**RECORDS TO PROCESS**:
━━━━━━━━━━━━━━━━━━━━

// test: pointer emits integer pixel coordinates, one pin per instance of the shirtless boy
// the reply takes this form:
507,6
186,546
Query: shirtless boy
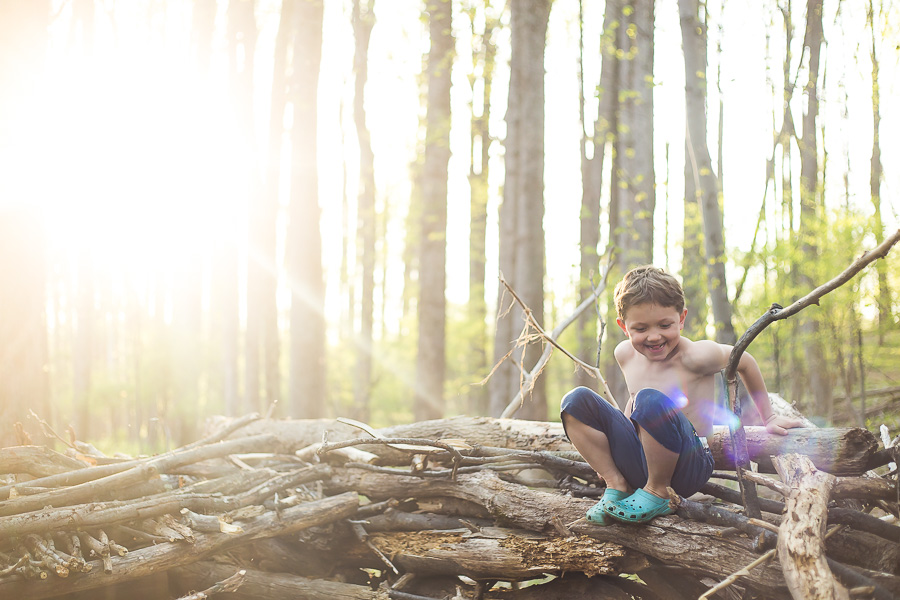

━━━━━━━━━━━━━━━━━━━━

**STATED EXERCISE**: Switch "boy" to "child" wherever it appears in the entries above, and copy them out with nothing else altered. Leave the pictures out.

**TASK OUTPUT**:
// test: pointer emits integer pixel coordinates, one pin per instance of the shirtless child
// the reply takes this form:
507,6
186,546
Query: shirtless child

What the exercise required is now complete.